* _OBJECTIF_
Recopiez chaque ligne des enregistrements ci-dessous qui contient la chaîne « stone », en tenant compte de la casse.

* _DONNÉES FOURNIES_
━━━━━━━━━━

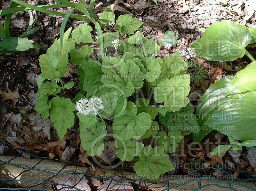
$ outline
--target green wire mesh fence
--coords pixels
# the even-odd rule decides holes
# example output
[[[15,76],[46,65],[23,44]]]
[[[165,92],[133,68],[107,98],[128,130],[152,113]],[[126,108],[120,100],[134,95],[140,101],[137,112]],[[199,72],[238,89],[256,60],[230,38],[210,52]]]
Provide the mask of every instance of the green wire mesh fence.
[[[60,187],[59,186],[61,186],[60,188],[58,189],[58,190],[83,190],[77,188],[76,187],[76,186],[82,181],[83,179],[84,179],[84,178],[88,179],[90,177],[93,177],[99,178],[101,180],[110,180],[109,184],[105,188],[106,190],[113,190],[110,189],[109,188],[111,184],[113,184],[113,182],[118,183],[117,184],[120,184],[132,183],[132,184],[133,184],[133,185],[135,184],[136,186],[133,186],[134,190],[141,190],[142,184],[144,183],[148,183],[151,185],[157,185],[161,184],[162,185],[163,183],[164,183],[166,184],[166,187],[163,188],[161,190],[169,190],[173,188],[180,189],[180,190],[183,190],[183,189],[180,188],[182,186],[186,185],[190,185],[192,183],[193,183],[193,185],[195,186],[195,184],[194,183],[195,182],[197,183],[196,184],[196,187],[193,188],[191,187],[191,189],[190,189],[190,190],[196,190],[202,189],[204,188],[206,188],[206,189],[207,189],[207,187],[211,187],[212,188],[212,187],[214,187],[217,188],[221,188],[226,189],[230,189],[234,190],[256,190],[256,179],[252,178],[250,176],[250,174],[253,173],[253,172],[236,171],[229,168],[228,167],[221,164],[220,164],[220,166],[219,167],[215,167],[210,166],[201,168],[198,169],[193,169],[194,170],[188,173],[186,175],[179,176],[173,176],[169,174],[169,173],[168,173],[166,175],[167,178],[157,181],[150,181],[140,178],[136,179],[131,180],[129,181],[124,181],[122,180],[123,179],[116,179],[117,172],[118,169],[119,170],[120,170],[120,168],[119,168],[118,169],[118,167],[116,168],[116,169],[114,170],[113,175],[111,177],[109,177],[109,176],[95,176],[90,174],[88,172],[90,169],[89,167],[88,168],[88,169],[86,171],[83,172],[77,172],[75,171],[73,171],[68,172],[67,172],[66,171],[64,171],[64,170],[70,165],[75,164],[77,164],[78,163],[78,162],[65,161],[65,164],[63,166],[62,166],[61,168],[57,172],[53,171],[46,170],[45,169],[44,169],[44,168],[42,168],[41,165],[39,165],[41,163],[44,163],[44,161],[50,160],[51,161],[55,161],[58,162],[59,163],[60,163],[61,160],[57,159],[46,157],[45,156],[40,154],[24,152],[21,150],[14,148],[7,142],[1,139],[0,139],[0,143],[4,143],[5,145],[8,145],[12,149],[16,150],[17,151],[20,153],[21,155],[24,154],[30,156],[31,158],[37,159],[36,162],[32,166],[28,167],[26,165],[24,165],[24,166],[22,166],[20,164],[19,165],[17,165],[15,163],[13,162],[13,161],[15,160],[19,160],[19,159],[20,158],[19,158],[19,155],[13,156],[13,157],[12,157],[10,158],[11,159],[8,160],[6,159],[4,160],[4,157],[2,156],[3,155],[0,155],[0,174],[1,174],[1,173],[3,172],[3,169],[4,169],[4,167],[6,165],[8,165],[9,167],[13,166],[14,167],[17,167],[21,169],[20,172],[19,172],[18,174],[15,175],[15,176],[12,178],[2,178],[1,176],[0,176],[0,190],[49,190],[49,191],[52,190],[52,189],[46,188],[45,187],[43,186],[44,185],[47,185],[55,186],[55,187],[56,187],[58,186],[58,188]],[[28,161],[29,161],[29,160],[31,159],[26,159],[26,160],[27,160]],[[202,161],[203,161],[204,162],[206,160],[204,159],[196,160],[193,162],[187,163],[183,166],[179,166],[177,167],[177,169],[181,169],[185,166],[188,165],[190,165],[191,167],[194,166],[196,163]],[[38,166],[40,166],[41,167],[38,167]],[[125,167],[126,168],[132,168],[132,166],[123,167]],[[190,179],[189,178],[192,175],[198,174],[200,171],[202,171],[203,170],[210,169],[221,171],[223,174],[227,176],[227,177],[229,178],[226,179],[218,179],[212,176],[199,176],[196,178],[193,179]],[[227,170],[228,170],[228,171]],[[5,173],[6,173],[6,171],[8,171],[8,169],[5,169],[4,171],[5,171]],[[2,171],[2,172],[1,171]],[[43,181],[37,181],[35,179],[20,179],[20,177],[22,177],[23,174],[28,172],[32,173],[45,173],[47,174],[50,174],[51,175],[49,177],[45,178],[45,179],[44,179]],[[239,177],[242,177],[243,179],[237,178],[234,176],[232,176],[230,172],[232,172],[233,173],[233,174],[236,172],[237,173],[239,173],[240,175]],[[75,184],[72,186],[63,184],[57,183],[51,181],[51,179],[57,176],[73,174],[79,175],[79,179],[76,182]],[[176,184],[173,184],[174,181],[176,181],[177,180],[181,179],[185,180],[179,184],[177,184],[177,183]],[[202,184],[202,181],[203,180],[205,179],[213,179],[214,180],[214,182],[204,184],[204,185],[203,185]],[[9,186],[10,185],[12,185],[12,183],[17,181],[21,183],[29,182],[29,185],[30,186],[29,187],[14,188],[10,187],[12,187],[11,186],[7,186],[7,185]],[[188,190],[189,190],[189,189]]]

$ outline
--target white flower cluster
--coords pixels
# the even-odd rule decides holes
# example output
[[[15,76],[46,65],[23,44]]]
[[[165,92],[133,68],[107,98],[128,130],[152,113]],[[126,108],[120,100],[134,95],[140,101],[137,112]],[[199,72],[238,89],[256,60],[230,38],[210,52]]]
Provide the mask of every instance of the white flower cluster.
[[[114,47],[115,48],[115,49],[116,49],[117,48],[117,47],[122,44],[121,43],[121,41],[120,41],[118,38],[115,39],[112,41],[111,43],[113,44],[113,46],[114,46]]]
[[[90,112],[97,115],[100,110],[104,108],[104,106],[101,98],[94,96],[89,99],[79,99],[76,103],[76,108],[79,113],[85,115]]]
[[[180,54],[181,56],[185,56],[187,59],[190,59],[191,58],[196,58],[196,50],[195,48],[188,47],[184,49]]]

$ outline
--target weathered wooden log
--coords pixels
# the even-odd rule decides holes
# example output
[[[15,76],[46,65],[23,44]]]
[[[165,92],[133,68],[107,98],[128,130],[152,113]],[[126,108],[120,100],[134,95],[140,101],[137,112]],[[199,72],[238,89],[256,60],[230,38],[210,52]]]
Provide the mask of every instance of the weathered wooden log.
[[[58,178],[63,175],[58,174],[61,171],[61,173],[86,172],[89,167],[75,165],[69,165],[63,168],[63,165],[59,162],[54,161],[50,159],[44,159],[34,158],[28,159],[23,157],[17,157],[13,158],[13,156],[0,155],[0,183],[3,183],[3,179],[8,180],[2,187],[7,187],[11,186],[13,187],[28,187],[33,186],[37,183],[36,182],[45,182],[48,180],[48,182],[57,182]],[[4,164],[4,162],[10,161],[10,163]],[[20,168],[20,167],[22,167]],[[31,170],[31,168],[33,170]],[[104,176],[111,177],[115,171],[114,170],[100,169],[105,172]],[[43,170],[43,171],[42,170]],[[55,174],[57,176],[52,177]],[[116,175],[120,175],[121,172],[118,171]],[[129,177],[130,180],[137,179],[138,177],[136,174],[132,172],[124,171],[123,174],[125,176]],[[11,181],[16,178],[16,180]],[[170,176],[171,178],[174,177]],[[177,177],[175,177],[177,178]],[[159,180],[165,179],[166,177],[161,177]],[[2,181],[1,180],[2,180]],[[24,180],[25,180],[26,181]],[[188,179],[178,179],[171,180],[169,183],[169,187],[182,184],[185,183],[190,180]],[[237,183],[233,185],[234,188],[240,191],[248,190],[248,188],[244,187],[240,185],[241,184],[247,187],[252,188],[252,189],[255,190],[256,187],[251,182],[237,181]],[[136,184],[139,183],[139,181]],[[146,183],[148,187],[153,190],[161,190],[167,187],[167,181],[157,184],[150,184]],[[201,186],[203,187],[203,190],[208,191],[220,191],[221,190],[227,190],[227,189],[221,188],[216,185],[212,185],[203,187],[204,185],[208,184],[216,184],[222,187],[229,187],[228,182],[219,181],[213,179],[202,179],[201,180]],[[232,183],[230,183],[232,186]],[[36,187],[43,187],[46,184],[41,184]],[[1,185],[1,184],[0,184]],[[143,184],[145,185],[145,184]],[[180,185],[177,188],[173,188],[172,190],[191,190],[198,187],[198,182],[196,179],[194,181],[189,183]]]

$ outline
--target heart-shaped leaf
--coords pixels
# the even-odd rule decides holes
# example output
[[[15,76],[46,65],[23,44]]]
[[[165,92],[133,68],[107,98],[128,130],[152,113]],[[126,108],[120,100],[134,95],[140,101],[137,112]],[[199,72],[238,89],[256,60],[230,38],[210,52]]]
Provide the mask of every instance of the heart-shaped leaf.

━━━━━━━━━━

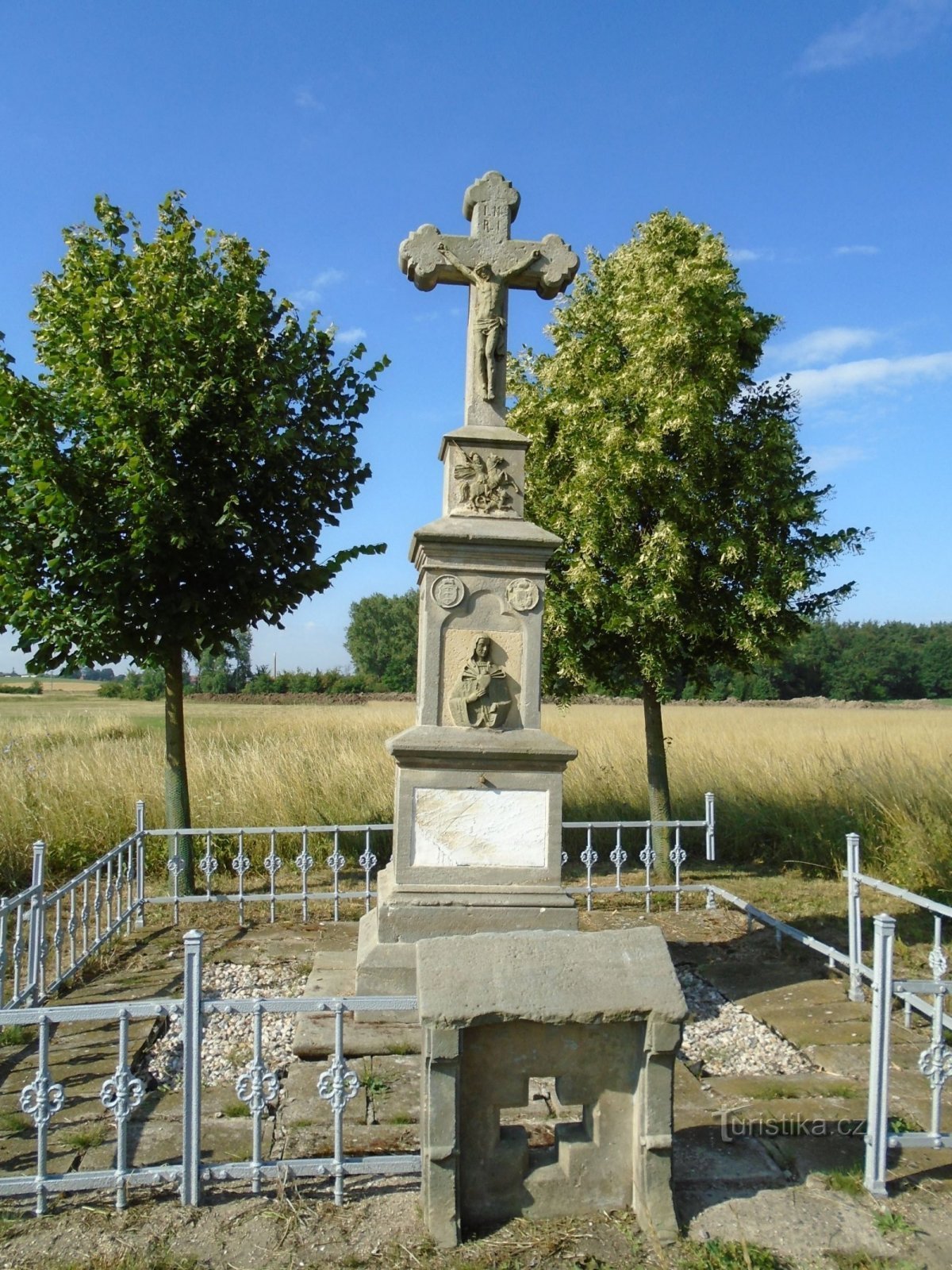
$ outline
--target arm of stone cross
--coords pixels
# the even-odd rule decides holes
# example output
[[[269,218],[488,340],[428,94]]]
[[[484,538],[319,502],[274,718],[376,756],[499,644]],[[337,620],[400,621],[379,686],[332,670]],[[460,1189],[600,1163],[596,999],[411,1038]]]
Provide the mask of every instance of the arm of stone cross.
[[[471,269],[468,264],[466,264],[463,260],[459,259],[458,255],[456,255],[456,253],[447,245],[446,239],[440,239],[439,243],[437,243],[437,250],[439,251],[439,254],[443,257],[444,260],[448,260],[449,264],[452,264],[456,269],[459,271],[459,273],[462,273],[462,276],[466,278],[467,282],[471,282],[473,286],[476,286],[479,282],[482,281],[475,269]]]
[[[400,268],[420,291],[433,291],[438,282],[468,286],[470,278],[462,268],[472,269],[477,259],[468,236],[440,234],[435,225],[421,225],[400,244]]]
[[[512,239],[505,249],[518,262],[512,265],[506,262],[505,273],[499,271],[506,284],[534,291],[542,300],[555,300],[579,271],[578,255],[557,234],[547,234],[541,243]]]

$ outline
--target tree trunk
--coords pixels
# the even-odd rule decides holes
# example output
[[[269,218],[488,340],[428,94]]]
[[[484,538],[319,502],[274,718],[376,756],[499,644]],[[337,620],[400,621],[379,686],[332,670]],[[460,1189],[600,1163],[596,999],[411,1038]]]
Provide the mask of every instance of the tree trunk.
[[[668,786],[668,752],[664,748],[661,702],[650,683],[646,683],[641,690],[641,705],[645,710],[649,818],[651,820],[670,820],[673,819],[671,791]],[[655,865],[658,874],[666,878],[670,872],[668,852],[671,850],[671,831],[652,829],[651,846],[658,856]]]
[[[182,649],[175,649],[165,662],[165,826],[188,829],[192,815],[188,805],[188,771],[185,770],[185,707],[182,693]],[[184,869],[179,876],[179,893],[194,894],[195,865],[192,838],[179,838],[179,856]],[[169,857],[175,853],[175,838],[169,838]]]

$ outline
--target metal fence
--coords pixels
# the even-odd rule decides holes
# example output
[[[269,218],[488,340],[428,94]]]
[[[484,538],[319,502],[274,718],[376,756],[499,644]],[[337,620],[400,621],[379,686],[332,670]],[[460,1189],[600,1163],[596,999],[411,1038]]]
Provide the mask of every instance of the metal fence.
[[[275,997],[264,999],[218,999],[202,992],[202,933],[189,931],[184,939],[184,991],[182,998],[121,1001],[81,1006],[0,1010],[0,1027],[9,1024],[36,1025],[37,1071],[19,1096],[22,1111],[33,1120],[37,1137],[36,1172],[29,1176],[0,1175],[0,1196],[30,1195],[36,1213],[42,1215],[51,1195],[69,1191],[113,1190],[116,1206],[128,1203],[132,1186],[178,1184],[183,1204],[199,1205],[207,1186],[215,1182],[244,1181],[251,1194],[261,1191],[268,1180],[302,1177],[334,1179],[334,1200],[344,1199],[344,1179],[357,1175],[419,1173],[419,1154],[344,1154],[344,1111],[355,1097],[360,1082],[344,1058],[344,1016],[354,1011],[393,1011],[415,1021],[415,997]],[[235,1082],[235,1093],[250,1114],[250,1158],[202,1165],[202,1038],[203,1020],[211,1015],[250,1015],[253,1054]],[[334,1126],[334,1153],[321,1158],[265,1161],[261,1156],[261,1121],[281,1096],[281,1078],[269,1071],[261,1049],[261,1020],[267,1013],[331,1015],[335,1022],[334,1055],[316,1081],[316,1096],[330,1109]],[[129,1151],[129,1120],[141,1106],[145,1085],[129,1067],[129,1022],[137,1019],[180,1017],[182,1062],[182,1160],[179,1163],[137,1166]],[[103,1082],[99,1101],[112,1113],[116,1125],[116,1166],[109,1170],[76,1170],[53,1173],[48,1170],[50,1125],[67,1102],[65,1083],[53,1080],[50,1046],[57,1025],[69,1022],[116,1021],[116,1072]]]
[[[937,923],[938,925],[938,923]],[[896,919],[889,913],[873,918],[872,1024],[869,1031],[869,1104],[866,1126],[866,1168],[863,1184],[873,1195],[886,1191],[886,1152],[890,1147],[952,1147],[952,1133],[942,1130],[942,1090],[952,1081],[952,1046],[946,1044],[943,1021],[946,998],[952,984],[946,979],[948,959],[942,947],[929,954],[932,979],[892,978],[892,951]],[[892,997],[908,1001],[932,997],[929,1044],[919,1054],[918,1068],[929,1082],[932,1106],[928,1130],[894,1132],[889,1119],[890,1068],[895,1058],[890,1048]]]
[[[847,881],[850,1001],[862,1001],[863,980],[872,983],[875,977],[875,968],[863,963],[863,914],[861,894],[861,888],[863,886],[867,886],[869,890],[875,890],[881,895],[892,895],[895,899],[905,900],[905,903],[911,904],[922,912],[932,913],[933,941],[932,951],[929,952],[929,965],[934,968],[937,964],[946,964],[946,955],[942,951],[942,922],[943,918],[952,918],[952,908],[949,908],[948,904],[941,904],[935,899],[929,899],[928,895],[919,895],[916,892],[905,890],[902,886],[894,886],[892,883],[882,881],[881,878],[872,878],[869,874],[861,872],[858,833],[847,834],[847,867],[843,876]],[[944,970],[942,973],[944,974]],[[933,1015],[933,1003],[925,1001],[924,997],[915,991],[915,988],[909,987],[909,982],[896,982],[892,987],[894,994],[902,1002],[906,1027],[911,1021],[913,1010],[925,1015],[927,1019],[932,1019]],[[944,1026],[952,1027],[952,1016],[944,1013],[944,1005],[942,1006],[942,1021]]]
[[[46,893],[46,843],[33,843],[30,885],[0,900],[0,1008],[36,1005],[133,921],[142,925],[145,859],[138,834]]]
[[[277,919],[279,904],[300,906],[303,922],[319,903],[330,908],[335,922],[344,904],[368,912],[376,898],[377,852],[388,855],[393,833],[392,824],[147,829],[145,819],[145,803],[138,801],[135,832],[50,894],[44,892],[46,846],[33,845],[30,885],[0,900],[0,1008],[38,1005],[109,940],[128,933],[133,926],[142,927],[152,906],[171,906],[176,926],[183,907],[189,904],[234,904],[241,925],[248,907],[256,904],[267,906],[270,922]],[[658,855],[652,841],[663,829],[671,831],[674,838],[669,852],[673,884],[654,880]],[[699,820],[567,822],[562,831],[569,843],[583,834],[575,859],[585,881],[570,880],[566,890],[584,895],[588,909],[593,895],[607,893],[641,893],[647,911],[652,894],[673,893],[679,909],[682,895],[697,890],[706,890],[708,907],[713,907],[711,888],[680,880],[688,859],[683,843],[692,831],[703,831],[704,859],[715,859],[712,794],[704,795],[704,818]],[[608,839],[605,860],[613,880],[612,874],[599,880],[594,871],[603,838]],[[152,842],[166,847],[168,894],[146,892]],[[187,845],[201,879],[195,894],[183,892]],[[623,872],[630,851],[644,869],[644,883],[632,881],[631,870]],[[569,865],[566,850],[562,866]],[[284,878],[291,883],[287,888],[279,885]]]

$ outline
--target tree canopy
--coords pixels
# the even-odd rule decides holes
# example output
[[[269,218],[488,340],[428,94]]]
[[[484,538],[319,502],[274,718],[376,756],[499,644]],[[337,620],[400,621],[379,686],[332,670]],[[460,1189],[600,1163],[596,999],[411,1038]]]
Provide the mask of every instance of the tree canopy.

━━━━━━━━━━

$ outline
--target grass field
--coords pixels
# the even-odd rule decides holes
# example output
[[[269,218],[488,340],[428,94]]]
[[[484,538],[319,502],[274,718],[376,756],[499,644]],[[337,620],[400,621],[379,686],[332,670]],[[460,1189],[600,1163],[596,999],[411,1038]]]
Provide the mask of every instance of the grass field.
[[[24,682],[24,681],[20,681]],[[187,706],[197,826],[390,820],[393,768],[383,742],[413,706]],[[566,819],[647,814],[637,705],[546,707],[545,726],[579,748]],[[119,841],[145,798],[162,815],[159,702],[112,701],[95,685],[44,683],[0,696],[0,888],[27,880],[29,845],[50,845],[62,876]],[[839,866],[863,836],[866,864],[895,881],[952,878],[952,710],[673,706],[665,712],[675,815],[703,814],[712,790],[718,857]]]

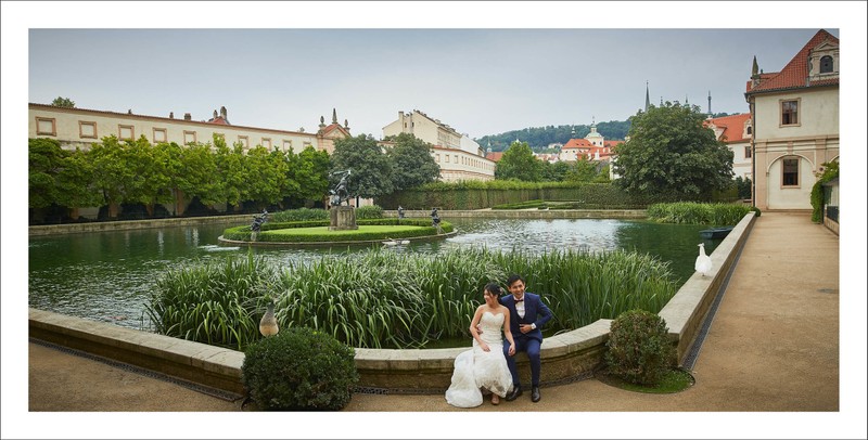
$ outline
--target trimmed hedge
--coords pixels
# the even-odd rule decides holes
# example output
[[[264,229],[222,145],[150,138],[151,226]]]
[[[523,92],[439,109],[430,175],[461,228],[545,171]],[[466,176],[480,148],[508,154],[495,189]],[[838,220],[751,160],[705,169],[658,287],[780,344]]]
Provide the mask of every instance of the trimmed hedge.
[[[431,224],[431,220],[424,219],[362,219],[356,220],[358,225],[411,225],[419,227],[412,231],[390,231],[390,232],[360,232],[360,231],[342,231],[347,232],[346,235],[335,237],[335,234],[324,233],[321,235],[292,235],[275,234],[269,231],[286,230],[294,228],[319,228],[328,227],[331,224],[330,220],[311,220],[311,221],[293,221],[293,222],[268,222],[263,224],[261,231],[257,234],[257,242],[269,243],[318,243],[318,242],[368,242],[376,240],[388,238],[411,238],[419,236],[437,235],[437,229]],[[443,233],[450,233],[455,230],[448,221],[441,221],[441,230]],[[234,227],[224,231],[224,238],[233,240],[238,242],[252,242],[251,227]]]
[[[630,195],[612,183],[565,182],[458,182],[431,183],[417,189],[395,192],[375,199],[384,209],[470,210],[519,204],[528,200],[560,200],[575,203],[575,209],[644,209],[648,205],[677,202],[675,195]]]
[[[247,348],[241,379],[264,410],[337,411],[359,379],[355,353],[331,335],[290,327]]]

━━━━━━━━━━

* _RÉSULTAT ATTENDU_
--target arm of stone cross
Provide the mask of every instance of the arm of stone cross.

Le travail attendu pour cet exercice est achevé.